Image point grounding data:
::::::::

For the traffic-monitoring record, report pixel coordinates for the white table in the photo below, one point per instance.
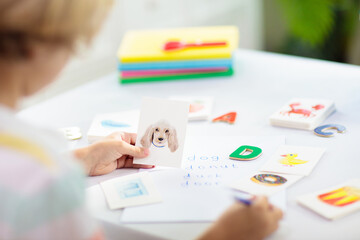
(262, 83)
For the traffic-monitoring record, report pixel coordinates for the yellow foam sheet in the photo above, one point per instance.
(146, 45)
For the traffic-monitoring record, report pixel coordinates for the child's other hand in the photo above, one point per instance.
(115, 151)
(253, 222)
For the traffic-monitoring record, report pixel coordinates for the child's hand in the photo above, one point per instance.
(115, 151)
(253, 222)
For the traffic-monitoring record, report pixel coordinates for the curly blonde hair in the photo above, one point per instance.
(63, 22)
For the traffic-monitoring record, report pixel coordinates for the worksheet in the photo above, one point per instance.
(200, 190)
(131, 190)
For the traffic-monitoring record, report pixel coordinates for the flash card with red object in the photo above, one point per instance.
(303, 113)
(228, 117)
(334, 202)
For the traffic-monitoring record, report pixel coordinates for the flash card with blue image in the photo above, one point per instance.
(131, 190)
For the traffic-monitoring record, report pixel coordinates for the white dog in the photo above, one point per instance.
(158, 134)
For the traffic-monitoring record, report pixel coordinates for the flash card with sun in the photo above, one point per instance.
(296, 160)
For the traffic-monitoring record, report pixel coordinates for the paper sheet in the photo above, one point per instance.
(199, 192)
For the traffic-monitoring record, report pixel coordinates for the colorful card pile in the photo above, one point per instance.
(334, 202)
(156, 55)
(303, 113)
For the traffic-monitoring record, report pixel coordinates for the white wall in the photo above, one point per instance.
(101, 59)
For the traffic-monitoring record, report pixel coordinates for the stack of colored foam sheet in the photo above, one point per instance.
(145, 55)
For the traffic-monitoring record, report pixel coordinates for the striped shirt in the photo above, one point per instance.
(42, 190)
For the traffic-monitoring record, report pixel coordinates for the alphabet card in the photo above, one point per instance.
(293, 160)
(131, 190)
(105, 124)
(264, 183)
(303, 113)
(162, 129)
(334, 202)
(200, 107)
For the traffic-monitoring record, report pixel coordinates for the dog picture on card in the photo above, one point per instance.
(162, 129)
(293, 160)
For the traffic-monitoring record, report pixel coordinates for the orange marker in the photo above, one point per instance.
(228, 117)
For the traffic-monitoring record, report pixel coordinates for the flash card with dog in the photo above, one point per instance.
(162, 129)
(131, 190)
(294, 160)
(335, 202)
(303, 113)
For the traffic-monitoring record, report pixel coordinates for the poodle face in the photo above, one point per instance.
(159, 134)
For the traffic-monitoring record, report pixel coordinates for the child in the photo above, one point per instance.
(41, 188)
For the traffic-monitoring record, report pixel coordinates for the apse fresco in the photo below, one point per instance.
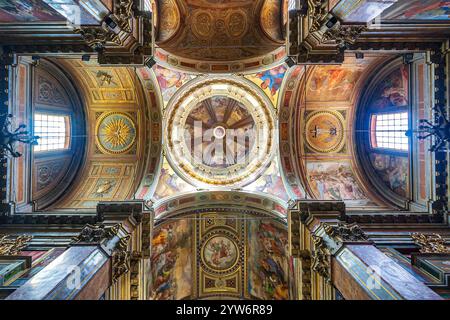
(419, 10)
(170, 81)
(393, 170)
(170, 183)
(74, 11)
(333, 83)
(270, 81)
(268, 266)
(171, 263)
(270, 183)
(333, 181)
(392, 92)
(27, 11)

::::::::

▶ Exercise details:
Transcribe exactly the lines that go from the one holding "for the dog" through the last line of the entries, both included, and nothing besides them. Do not include any pictures.

▶ Result for this exercise:
For the traffic-monitoring record, report pixel coordinates for the dog picture on card in the photo above, one point per instance.
(162, 129)
(293, 160)
For the traffic-monitoring record, report pixel coordinates for the orange marker in the photo above, one point per instance.
(228, 117)
For the traffic-monitoring record, report pixel coordinates for the flash card with dog in the photo above, one point per instance.
(162, 129)
(131, 190)
(294, 160)
(335, 202)
(303, 113)
For the traffic-monitoring record, report pixel coordinates for the poodle face in the photo above, one point per instance.
(159, 134)
For the traffic-monitoring record, report pixel coordinates for the child in the photo above, one point per instance.
(41, 188)
For the traffic-monitoring record, report pixel coordinates for the apse fresco in the photo below, one point per instance.
(419, 10)
(170, 81)
(393, 170)
(170, 183)
(74, 11)
(333, 83)
(270, 81)
(268, 266)
(171, 263)
(270, 183)
(333, 181)
(392, 92)
(27, 11)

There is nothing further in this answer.